#### What you are asked to do:
Which lines in the data below contain the string "Mark", with matching capitalization? Copy each of those lines in full.

#### Data provided:
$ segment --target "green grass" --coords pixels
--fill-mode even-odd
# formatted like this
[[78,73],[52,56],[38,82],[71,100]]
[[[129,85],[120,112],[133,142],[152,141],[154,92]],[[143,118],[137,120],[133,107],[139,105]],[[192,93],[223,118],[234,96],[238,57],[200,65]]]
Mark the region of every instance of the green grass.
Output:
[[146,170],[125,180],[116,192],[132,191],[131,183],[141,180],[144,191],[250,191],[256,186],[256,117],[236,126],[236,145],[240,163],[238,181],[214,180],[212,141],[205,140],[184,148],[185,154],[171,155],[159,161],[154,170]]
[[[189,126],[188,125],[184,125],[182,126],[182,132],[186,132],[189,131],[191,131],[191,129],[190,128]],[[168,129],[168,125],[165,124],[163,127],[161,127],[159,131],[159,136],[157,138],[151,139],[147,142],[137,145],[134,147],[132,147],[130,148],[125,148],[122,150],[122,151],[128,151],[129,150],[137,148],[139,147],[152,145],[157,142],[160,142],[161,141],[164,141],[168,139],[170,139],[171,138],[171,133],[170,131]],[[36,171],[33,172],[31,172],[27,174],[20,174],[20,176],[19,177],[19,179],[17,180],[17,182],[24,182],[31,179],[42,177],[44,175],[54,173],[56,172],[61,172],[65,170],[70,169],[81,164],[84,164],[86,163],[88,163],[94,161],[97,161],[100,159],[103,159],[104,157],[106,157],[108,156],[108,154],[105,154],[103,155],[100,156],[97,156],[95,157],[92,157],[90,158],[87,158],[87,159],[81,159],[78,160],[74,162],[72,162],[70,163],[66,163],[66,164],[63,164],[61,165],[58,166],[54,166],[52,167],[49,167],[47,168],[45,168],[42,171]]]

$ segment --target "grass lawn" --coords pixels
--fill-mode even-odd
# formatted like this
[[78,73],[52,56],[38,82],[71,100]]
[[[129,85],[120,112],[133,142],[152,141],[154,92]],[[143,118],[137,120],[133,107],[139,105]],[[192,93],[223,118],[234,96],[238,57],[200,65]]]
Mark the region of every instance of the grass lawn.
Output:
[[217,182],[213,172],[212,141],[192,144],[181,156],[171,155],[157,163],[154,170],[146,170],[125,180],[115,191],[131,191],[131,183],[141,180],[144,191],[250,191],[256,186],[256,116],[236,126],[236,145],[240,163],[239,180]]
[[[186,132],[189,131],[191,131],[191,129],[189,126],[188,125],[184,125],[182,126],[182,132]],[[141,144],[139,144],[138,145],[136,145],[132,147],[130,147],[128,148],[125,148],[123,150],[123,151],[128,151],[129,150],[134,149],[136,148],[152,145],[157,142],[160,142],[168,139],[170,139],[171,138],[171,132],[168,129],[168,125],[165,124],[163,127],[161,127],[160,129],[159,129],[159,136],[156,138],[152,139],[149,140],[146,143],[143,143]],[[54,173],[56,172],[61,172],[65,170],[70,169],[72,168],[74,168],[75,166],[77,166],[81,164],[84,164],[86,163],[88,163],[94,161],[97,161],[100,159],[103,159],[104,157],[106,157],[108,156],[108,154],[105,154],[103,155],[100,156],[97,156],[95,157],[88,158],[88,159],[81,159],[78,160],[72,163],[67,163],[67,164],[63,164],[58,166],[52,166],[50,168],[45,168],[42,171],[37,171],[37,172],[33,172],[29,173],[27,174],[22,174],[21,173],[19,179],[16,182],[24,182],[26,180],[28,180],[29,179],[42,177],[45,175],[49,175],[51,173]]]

#### Written solution:
Mark the region of every instance of the green grass.
Mark the region of every instance of the grass lawn.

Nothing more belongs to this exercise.